**Given data**
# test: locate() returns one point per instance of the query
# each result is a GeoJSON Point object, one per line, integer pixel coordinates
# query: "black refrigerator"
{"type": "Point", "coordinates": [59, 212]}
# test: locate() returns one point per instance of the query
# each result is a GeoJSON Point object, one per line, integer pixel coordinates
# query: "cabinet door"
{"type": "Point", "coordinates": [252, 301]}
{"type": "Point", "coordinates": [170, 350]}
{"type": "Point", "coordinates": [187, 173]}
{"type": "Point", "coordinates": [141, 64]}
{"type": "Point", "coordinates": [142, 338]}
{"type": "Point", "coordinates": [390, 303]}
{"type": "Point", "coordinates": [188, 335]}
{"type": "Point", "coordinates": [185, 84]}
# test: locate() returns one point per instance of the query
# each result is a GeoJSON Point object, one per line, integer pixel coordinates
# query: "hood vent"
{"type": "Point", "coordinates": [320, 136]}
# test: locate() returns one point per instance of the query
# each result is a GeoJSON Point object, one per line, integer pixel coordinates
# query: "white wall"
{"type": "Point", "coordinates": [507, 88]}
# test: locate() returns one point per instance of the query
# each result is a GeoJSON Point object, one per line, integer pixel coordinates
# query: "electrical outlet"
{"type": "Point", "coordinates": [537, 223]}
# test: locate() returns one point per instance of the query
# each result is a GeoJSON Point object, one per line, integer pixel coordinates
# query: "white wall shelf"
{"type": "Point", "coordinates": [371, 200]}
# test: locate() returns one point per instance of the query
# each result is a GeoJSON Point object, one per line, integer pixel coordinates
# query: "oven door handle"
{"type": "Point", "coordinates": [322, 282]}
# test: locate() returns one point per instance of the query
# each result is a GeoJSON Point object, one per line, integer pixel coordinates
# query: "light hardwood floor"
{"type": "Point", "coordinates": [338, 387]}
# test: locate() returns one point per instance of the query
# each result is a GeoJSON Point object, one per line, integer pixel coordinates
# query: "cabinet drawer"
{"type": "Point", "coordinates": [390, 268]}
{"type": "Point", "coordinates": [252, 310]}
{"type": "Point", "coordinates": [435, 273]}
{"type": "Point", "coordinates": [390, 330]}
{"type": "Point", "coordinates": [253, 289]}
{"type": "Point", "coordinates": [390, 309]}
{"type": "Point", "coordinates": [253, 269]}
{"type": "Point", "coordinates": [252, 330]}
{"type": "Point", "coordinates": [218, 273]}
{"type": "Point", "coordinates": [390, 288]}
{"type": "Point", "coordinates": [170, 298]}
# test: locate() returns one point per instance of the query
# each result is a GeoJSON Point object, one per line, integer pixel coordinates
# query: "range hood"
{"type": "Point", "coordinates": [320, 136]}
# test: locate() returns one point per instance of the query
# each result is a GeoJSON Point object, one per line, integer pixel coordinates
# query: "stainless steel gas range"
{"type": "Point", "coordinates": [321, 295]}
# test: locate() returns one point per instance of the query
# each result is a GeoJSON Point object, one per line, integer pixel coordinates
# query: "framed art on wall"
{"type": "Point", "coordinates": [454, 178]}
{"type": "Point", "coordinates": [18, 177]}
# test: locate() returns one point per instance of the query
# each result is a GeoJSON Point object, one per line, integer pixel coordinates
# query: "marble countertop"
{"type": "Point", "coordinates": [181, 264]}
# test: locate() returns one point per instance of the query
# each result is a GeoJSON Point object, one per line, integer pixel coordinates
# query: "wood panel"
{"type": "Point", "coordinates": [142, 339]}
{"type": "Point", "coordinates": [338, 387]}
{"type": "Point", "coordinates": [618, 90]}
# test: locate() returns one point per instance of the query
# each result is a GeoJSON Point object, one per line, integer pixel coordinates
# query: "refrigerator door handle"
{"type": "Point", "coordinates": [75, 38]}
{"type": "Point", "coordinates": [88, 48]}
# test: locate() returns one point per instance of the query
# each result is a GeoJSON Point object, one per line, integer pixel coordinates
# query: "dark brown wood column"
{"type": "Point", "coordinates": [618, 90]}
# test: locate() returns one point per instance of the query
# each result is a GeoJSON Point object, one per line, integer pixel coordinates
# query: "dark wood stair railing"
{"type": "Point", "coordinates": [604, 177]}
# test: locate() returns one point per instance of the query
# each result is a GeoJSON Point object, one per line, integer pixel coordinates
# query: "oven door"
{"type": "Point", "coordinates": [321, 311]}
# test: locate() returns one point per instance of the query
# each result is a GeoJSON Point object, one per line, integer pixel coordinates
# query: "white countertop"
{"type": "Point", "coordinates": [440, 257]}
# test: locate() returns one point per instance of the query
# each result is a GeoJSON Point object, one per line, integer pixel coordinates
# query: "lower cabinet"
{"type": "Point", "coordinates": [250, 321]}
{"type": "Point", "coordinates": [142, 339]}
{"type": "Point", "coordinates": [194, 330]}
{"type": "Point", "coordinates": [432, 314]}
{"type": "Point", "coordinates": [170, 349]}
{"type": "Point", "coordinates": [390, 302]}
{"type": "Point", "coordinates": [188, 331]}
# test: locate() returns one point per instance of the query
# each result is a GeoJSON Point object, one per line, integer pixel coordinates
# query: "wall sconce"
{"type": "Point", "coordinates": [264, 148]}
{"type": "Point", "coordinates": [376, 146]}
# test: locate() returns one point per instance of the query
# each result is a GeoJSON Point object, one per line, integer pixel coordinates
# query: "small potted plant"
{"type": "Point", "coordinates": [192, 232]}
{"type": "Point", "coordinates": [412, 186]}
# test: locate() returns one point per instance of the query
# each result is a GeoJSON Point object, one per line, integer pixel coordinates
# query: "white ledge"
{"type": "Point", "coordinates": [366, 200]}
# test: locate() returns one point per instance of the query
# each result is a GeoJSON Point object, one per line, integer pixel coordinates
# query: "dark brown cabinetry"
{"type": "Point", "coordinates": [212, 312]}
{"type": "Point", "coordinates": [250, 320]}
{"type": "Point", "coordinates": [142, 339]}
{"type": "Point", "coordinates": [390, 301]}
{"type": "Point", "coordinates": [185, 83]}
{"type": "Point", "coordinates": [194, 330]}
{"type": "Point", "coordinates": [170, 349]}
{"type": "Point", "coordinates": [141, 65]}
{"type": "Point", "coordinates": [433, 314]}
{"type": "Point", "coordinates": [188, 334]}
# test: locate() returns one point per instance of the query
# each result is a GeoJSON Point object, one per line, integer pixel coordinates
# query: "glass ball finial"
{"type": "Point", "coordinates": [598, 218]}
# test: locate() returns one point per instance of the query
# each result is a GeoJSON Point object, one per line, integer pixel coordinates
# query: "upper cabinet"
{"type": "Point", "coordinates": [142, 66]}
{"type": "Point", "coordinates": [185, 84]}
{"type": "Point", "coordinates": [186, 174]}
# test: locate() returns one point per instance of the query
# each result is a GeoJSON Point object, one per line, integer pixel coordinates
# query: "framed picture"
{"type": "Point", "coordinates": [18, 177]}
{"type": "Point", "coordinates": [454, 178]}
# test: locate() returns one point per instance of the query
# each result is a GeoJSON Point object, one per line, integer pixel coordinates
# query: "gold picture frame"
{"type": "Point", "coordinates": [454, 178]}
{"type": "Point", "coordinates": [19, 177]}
...
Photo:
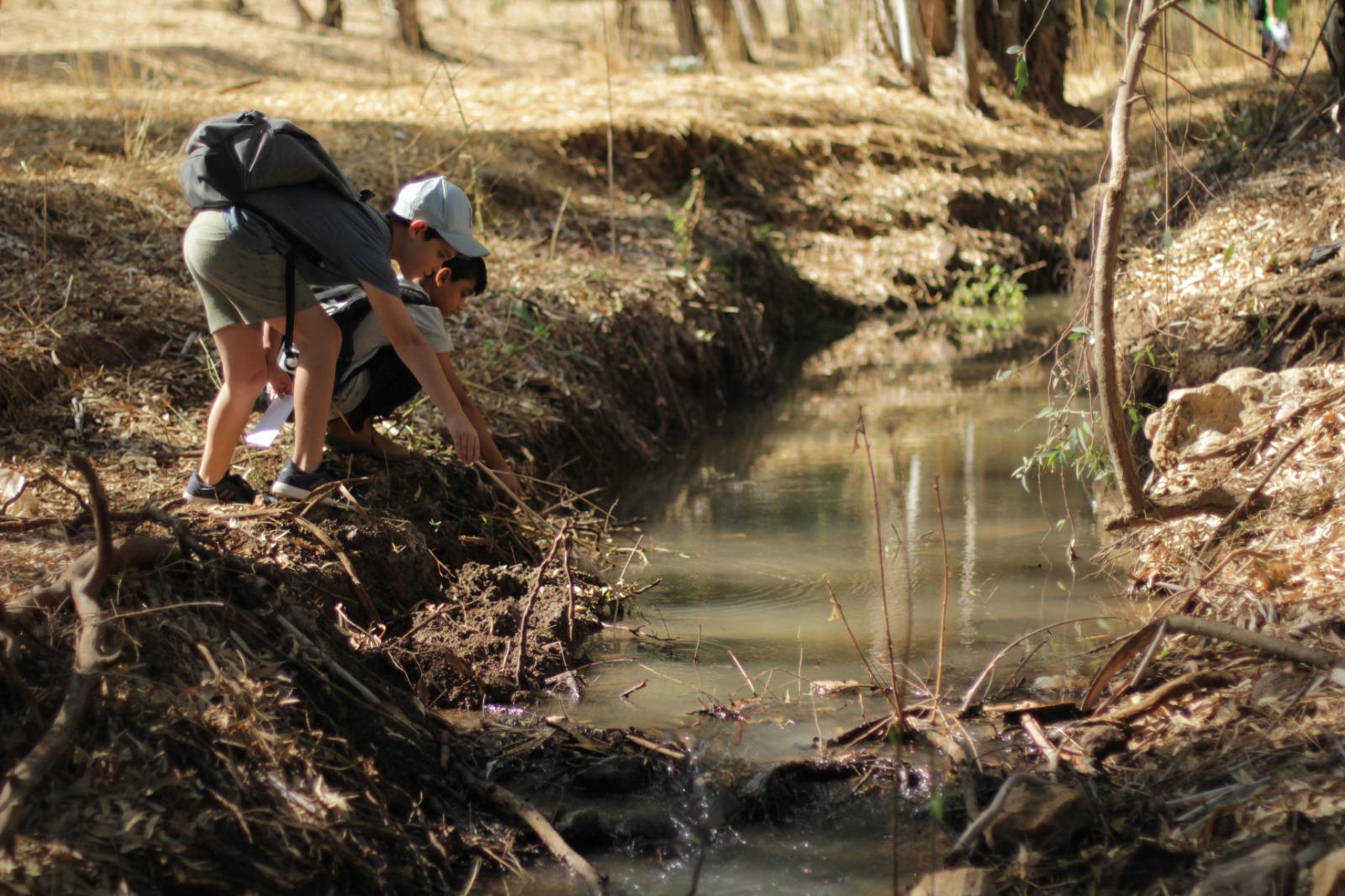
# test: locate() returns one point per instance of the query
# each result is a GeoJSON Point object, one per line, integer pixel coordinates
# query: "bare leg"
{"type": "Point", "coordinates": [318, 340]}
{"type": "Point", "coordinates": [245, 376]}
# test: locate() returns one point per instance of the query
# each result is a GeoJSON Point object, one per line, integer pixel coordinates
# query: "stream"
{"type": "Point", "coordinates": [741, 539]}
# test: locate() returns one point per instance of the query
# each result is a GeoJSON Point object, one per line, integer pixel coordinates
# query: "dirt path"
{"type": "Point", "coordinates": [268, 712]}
...
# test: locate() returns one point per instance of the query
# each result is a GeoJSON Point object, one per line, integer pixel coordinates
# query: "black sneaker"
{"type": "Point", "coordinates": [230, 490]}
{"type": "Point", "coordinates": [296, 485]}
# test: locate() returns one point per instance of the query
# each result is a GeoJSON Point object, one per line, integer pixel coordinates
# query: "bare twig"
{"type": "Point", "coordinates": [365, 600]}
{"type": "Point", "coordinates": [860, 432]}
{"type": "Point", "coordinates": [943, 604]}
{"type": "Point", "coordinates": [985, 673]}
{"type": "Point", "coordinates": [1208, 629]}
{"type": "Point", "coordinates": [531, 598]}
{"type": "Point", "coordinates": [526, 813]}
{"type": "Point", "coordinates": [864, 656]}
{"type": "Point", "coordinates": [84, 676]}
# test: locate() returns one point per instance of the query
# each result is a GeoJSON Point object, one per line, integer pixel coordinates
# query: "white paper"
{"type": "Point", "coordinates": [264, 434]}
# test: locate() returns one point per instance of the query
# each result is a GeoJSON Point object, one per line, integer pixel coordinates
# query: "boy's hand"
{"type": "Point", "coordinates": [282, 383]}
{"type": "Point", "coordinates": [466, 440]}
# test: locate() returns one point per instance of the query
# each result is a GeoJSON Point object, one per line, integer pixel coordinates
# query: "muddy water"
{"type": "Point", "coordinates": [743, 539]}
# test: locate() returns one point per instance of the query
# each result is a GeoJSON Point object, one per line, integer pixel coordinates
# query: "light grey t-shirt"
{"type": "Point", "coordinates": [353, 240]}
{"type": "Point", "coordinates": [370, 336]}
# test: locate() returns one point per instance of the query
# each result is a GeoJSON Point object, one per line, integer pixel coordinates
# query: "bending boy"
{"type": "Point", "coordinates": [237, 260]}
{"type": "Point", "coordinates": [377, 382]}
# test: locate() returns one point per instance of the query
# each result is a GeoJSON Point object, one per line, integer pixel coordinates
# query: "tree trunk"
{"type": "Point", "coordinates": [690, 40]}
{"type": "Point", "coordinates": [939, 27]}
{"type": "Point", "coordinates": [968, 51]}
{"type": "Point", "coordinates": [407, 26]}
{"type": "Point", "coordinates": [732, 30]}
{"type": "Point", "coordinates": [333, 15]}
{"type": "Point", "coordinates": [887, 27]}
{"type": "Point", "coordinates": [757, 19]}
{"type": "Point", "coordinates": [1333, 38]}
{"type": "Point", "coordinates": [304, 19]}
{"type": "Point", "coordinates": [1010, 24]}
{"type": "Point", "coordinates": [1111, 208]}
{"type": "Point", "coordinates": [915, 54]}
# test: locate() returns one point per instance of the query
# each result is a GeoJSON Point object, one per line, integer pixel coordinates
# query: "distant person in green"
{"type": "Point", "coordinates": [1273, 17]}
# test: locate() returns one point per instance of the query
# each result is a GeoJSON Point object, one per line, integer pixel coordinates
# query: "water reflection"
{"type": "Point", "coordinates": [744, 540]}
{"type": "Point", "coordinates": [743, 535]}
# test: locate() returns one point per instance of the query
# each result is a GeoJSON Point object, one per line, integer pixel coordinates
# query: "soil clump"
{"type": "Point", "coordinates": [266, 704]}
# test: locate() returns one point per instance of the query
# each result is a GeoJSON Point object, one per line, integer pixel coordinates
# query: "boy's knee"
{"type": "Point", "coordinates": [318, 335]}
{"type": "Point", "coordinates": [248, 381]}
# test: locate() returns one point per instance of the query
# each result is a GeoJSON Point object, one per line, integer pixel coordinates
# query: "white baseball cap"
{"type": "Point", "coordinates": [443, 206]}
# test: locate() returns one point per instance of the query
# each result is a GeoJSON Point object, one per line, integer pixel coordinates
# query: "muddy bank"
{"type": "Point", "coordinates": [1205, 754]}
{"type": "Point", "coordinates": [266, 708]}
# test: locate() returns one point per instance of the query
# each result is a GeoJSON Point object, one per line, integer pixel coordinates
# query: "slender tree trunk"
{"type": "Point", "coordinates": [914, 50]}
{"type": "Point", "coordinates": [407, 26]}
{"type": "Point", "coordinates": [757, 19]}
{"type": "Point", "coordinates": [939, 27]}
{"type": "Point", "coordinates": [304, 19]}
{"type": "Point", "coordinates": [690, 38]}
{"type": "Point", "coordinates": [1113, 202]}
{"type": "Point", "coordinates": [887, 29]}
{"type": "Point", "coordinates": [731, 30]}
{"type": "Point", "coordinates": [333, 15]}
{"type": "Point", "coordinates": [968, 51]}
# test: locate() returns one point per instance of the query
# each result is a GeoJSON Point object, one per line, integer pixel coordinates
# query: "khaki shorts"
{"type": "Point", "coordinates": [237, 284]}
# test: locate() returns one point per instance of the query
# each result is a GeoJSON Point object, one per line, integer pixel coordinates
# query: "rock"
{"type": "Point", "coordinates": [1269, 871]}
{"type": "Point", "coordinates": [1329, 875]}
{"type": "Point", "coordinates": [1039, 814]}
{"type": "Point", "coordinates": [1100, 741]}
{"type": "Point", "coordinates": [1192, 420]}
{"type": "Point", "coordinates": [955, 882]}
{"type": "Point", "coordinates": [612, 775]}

**Written task**
Count the lines in the rows above that contain the word "water". Reply with the number alone.

**Correct result**
2